## Your instructions
Please rewrite the entries below, from the line containing "Set-play tagging: locate each instance of the doctor's" through the end of the entries, inclusive, swapping "record the position" for "note the coordinates" and keeping everything else the same. Return only those lines, without the pictures.

+++ Records supplied +++

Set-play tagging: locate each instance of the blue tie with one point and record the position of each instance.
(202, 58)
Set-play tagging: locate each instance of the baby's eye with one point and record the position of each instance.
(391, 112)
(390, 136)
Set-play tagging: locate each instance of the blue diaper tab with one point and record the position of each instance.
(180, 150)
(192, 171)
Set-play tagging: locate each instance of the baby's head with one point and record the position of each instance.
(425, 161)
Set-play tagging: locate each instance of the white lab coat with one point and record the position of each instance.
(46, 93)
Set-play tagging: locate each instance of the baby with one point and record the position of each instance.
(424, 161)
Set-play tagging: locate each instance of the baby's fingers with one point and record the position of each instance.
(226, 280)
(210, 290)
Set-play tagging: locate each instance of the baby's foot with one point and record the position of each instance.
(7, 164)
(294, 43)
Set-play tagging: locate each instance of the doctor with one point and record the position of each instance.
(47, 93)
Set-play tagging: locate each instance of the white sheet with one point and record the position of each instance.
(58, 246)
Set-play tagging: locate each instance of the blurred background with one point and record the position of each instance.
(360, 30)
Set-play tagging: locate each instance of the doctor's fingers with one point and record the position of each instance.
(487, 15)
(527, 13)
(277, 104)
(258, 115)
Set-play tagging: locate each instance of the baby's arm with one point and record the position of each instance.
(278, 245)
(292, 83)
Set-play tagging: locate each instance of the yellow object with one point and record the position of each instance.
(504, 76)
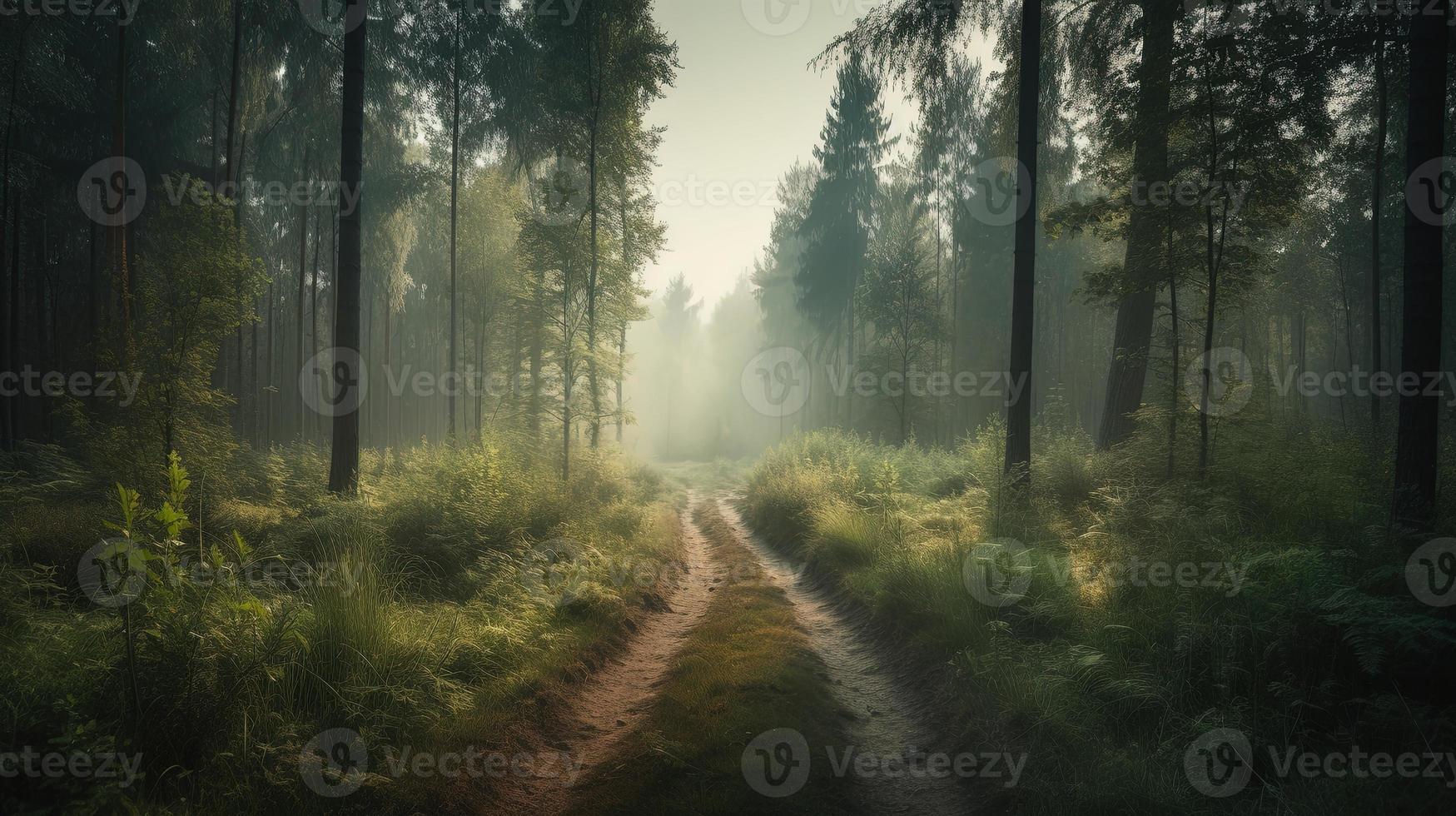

+++

## Solution to the problem
Set-play tagging: locate each instance of the doctor's fingers with one point and note the coordinates of each instance.
(487, 15)
(527, 13)
(277, 104)
(258, 115)
Set-play tagging: locate each instance of the baby's arm with one point and note the coordinates of each instance.
(278, 245)
(292, 83)
Set-play tagging: locate each instance of the yellow object with one point and note the coordinates of each instance.
(504, 76)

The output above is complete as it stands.